[START Data shown]
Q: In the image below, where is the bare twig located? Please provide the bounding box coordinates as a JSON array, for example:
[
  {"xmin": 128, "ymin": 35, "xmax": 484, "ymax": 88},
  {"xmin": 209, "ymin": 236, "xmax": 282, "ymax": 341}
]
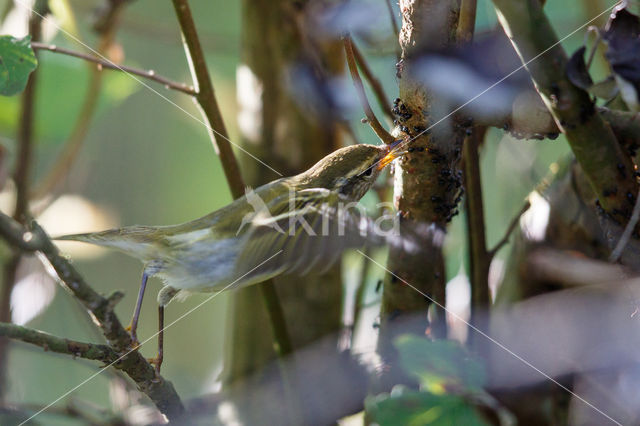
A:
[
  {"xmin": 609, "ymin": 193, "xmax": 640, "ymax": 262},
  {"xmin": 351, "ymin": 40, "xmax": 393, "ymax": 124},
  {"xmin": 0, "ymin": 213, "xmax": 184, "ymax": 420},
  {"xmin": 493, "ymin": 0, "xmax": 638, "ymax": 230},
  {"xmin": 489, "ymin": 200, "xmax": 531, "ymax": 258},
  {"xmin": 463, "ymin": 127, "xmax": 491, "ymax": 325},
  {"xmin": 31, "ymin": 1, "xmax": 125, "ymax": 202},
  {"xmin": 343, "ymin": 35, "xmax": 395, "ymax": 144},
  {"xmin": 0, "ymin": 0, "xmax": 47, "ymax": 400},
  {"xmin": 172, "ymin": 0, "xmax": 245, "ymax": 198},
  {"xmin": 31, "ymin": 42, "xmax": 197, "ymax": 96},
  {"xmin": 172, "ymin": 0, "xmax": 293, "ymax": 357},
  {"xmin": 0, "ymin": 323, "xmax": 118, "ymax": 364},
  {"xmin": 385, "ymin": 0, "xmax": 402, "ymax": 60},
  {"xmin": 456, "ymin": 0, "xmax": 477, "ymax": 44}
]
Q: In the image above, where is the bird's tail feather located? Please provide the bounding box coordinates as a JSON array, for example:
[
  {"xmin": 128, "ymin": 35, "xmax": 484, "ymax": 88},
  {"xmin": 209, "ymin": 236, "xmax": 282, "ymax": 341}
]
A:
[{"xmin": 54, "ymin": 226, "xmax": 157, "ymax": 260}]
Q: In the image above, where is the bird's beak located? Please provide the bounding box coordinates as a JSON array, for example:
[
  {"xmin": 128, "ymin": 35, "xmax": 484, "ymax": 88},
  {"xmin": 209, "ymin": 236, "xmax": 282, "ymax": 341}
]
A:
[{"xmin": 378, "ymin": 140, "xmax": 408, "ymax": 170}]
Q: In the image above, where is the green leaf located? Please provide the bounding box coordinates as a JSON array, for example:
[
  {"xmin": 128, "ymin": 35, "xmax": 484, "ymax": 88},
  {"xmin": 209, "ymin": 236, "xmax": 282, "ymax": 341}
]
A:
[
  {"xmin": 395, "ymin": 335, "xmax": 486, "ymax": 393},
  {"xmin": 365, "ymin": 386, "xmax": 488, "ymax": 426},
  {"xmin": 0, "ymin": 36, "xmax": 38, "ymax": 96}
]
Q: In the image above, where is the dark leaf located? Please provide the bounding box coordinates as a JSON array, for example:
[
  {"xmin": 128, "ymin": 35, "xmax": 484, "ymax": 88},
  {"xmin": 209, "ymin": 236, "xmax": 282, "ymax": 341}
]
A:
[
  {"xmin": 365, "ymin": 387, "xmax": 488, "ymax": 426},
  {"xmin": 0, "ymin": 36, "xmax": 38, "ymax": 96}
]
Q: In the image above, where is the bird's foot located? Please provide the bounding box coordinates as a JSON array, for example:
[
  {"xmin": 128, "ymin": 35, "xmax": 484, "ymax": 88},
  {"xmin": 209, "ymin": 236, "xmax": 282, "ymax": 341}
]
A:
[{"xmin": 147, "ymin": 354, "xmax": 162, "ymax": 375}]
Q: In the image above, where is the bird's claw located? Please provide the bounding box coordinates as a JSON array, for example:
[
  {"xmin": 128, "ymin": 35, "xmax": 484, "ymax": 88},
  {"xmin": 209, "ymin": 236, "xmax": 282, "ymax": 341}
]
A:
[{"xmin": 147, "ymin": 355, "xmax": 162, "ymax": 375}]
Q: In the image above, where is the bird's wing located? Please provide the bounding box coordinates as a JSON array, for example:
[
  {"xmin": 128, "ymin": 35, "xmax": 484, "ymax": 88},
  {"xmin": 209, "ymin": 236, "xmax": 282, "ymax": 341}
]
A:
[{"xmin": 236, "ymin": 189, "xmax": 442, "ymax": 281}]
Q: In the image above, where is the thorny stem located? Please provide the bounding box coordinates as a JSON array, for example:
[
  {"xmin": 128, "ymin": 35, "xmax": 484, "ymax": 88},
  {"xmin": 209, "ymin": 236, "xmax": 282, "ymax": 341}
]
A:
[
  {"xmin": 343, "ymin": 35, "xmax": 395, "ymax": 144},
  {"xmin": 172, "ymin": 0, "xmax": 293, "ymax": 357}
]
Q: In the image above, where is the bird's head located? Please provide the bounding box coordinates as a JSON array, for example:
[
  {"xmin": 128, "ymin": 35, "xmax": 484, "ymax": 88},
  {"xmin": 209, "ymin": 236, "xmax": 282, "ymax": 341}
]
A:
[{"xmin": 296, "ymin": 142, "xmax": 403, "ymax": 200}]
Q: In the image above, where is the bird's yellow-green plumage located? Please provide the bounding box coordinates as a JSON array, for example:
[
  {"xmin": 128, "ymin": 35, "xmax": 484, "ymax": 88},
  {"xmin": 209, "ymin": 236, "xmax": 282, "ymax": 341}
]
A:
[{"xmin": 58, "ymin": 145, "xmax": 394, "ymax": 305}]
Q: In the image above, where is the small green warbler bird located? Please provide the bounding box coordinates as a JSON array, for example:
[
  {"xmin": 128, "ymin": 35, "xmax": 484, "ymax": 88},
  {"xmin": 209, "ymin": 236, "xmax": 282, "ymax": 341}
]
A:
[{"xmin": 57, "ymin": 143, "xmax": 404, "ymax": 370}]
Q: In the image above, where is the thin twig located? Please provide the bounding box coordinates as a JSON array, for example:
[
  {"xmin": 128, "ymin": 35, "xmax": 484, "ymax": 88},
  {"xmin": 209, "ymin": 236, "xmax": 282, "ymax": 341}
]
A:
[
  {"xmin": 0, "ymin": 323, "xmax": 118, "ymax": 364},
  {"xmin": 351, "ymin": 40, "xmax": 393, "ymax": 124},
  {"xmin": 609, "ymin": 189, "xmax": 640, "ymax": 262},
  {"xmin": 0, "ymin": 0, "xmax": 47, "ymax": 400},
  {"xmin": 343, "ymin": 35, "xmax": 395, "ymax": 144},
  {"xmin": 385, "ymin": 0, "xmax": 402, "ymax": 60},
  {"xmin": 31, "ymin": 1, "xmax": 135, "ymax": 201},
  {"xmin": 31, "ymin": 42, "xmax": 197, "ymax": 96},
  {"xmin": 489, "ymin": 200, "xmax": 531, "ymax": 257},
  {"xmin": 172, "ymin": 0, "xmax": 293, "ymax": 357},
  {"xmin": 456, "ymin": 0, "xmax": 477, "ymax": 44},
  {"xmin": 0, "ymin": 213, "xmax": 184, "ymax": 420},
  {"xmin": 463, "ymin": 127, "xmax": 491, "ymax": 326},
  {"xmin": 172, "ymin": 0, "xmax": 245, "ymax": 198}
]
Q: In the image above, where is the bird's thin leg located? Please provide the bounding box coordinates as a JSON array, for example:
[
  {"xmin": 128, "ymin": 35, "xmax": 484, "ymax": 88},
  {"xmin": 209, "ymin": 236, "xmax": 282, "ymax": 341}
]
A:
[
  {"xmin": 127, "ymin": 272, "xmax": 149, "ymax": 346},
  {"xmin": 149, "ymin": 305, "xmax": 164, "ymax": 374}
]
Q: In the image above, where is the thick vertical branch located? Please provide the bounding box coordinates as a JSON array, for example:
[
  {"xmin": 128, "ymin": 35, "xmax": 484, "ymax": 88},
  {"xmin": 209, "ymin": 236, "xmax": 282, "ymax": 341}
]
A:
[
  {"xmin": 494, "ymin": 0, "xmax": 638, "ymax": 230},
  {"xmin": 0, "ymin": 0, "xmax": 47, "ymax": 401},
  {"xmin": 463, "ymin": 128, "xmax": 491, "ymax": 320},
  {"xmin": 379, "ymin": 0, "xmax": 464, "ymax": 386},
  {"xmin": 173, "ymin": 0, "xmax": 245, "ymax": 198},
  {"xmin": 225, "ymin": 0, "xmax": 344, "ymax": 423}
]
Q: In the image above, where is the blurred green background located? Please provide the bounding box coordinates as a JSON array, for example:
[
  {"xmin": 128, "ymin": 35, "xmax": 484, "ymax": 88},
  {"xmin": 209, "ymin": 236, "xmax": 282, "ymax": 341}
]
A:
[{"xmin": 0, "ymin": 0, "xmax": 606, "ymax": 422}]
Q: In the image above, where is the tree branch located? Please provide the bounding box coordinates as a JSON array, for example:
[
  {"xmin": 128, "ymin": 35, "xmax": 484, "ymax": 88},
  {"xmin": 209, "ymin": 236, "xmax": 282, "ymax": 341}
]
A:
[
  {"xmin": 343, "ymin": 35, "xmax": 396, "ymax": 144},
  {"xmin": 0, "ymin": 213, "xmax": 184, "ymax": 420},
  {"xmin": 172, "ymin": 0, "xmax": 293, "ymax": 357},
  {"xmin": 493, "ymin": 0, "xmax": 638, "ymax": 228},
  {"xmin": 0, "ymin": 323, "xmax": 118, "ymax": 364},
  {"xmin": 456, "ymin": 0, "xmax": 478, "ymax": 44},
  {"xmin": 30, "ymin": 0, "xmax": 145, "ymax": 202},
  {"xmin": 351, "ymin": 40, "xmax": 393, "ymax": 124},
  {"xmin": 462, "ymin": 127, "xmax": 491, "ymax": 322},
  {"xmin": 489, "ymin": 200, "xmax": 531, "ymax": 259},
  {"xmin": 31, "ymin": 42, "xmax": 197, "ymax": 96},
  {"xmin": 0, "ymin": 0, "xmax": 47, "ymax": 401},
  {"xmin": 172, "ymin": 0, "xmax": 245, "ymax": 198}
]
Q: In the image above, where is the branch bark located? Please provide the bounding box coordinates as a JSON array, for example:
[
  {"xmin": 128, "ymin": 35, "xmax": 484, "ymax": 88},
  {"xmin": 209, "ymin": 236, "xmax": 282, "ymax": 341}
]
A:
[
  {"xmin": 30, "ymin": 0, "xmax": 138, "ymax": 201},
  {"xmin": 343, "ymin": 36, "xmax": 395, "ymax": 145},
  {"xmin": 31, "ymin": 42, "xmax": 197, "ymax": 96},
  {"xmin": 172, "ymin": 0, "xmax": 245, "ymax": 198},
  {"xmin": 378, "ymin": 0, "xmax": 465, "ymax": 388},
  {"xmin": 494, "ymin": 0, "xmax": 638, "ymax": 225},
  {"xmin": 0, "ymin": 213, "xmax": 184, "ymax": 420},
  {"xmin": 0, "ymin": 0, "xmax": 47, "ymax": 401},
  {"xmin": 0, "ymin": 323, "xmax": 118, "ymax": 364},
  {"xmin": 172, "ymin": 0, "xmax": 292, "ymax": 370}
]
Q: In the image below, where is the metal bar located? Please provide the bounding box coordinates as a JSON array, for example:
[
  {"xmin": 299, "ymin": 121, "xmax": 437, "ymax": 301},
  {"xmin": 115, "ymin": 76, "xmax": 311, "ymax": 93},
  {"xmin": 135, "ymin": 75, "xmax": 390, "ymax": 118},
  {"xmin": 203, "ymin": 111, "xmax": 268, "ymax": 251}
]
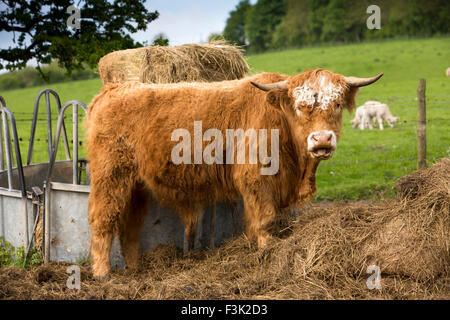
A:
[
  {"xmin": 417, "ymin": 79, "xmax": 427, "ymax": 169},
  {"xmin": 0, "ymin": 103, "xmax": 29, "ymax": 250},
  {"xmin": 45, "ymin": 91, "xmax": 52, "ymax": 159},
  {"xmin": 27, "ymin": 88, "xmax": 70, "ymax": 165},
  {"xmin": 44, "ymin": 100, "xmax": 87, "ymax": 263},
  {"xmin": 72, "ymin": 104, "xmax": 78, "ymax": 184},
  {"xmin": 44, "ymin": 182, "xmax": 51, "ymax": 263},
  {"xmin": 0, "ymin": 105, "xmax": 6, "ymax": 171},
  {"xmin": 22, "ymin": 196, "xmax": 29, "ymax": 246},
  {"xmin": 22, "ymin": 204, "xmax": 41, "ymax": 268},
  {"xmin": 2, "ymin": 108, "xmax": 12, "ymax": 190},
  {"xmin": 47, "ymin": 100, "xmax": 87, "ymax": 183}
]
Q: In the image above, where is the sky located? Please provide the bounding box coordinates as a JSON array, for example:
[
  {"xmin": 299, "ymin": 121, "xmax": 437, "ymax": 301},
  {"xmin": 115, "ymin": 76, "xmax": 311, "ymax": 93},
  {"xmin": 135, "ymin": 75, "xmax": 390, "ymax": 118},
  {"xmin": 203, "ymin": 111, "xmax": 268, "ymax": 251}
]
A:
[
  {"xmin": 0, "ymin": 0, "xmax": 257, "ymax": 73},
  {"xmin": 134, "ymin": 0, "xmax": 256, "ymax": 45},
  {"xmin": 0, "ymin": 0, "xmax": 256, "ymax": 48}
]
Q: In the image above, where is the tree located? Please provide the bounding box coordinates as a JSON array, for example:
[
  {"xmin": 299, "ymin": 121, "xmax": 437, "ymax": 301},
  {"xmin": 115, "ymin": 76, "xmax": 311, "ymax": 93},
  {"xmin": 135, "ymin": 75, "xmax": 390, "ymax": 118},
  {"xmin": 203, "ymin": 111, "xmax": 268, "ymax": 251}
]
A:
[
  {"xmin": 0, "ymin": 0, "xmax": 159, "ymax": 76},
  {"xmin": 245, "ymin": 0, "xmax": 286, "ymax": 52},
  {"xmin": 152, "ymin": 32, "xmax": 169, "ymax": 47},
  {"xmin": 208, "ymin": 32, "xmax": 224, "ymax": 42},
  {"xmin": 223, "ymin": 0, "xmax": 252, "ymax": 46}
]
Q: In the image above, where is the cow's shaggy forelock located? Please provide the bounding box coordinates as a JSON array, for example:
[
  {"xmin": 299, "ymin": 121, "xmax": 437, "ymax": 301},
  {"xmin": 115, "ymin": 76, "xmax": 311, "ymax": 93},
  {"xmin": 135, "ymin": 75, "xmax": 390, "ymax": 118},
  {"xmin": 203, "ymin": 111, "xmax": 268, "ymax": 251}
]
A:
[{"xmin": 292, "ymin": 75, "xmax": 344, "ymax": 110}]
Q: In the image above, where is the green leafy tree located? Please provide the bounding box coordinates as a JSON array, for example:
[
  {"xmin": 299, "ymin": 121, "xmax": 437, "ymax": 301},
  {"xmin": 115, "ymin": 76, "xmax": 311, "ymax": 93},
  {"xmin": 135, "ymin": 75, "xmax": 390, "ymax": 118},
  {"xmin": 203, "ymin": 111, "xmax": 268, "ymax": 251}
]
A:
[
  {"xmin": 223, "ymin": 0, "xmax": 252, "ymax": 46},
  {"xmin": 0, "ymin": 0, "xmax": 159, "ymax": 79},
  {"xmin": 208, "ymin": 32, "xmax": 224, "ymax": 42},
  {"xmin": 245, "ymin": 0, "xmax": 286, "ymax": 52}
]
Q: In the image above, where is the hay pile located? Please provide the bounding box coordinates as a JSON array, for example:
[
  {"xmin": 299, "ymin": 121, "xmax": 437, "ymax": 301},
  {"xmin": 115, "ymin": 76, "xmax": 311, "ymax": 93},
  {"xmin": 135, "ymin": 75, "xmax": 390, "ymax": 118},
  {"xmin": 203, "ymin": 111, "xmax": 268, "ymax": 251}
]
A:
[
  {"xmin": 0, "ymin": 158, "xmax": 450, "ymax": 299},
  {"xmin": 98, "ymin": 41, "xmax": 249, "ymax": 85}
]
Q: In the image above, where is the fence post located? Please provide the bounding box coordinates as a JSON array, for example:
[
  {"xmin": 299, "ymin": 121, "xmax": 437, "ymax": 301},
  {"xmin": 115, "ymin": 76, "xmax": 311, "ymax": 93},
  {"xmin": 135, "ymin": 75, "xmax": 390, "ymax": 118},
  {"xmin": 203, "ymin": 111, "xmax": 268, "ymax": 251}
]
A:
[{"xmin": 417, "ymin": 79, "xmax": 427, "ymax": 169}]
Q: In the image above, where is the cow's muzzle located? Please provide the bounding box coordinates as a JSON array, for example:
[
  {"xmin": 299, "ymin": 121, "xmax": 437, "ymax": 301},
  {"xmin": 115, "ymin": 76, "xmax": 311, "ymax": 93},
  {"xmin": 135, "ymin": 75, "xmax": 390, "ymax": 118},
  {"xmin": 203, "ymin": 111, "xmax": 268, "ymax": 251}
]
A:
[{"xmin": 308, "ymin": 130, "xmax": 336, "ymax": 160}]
[END Data shown]
**Your objective**
Could you give back the records from the line containing "Q: In the image above, where is the cow's shaggy" through the end of the records, with "hay pile" replaced by "straw bale" and nothing else altered?

**Answer to the task**
Q: In the image above, where is the cow's shaggy forelock located? Please provide the bounding box coordinates as a JSON array, for example:
[
  {"xmin": 299, "ymin": 121, "xmax": 437, "ymax": 301},
  {"xmin": 115, "ymin": 76, "xmax": 311, "ymax": 93},
  {"xmin": 135, "ymin": 75, "xmax": 390, "ymax": 118},
  {"xmin": 203, "ymin": 111, "xmax": 268, "ymax": 251}
]
A:
[{"xmin": 292, "ymin": 75, "xmax": 344, "ymax": 110}]
Q: In the image above, where is the green leafy tree located? Please provide the bounding box coordinates as a JSON array, for example:
[
  {"xmin": 299, "ymin": 121, "xmax": 437, "ymax": 301},
  {"xmin": 115, "ymin": 76, "xmax": 311, "ymax": 93},
  {"xmin": 135, "ymin": 75, "xmax": 390, "ymax": 118},
  {"xmin": 203, "ymin": 111, "xmax": 268, "ymax": 251}
]
A:
[
  {"xmin": 223, "ymin": 0, "xmax": 252, "ymax": 46},
  {"xmin": 0, "ymin": 0, "xmax": 159, "ymax": 79},
  {"xmin": 208, "ymin": 32, "xmax": 224, "ymax": 42},
  {"xmin": 245, "ymin": 0, "xmax": 286, "ymax": 52}
]
Q: In the image above, where is the straw bale located? Please provide the bounding box coordinates as a JSON array, for example:
[
  {"xmin": 299, "ymin": 121, "xmax": 437, "ymax": 301},
  {"xmin": 115, "ymin": 76, "xmax": 311, "ymax": 93},
  {"xmin": 135, "ymin": 75, "xmax": 390, "ymax": 118},
  {"xmin": 203, "ymin": 111, "xmax": 268, "ymax": 251}
]
A:
[
  {"xmin": 0, "ymin": 158, "xmax": 450, "ymax": 299},
  {"xmin": 98, "ymin": 41, "xmax": 249, "ymax": 85}
]
Q: In the image above, where is the fence post located? Please provide the bounding box coordinates as a JSON array, for example:
[
  {"xmin": 299, "ymin": 121, "xmax": 437, "ymax": 301},
  {"xmin": 115, "ymin": 76, "xmax": 311, "ymax": 93},
  {"xmin": 135, "ymin": 75, "xmax": 390, "ymax": 118},
  {"xmin": 203, "ymin": 111, "xmax": 268, "ymax": 251}
]
A:
[{"xmin": 417, "ymin": 79, "xmax": 427, "ymax": 169}]
Q: In the image above, where is the cow's muzzle located? Please provide the bounding box coordinates as a JSON array, for example:
[
  {"xmin": 299, "ymin": 121, "xmax": 437, "ymax": 301},
  {"xmin": 115, "ymin": 76, "xmax": 311, "ymax": 93},
  {"xmin": 135, "ymin": 75, "xmax": 390, "ymax": 118},
  {"xmin": 203, "ymin": 111, "xmax": 268, "ymax": 251}
]
A:
[{"xmin": 308, "ymin": 130, "xmax": 336, "ymax": 160}]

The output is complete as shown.